-- Document start --

Since Van Winssen is the only Dutch-born wooden shoe maker on the continent to take the craft to the public, he was urged to teach others by way of offering work shops. A number of these day-long sessions have since taken place. In addition to a printed outline, a recent video enables work shop participants to review the techniques at any time. Just last month, Van Winssen conducted a two-day work shop at Lynden, Washington.
Prior to Van Winssen's availability, local NBT tourism bureaus and KLM occasionally brought an artisan from the Netherlands to conduct public demonstrations of the old craft. Now Van Winssen fits that bill. Before machines took over production in the Netherlands, thousands of part-timers turned out wooden shoes to earn a few extra guilders. In fact, many Dutch farmers supplemented their income by making and selling footwear during the winter months. In recent decades, the wooden shoe trade relies more on tourism then on customers using it for work wear. Automation has also cut down the number of factories still making wooden shoes.
In North America the trade has always been a novelty of sorts. Dutch immigrants brought the craft with them but modern work wear and work site regulations have all but eliminated wooden shoes out of the picture. North America's only wooden shoe factory, located in Holland, Michigan, turns out clogs solely for the tourist trade. Van Winssen's decision to try his hand at making wooden shoes was prompted by a magazine article he read in the mid 1980s, several years before he retired from his job. Subsequently, a friend scoured rural areas in the Netherlands for tools.

-- Document end --

The request: Retype the passage on wooden shoe making word for word, starting with "Prior to Van" and going on through "making wooden shoes.".

-- Record set start --

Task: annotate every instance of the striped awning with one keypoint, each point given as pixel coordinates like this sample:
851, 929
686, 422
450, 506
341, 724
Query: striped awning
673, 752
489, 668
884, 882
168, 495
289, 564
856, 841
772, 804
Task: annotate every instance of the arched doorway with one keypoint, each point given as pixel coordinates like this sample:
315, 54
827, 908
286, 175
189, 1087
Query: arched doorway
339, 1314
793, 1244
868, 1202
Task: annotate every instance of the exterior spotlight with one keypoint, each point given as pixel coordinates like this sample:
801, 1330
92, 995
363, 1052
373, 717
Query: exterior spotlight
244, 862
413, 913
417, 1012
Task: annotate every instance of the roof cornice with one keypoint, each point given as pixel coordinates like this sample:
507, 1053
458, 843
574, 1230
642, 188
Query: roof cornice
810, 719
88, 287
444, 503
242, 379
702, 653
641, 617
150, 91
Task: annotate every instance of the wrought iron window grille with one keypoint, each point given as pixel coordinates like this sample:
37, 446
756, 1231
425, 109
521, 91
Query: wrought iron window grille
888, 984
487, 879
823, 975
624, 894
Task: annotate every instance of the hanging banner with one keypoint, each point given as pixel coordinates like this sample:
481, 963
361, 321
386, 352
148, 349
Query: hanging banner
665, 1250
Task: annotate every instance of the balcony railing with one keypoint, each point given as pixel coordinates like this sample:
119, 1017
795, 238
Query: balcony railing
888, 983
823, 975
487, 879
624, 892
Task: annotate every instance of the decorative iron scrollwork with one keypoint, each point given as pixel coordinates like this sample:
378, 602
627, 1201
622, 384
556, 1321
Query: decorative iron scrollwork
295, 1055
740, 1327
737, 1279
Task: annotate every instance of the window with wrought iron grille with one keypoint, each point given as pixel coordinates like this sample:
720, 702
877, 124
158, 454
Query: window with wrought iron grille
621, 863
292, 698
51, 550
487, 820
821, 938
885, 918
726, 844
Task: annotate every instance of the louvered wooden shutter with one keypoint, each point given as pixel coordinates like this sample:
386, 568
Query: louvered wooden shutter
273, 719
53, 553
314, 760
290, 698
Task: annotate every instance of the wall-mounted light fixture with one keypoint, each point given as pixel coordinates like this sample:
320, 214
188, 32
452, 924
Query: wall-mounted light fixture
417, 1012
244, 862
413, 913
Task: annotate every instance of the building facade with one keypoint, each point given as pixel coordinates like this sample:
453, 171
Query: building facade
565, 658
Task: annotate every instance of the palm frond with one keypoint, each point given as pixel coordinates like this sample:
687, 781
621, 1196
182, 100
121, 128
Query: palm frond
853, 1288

-- Record set end --

Response for this exercise:
Prior to Van Winssen's availability, local NBT tourism bureaus and KLM occasionally brought an artisan from the Netherlands to conduct public demonstrations of the old craft. Now Van Winssen fits that bill. Before machines took over production in the Netherlands, thousands of part-timers turned out wooden shoes to earn a few extra guilders. In fact, many Dutch farmers supplemented their income by making and selling footwear during the winter months. In recent decades, the wooden shoe trade relies more on tourism then on customers using it for work wear. Automation has also cut down the number of factories still making wooden shoes.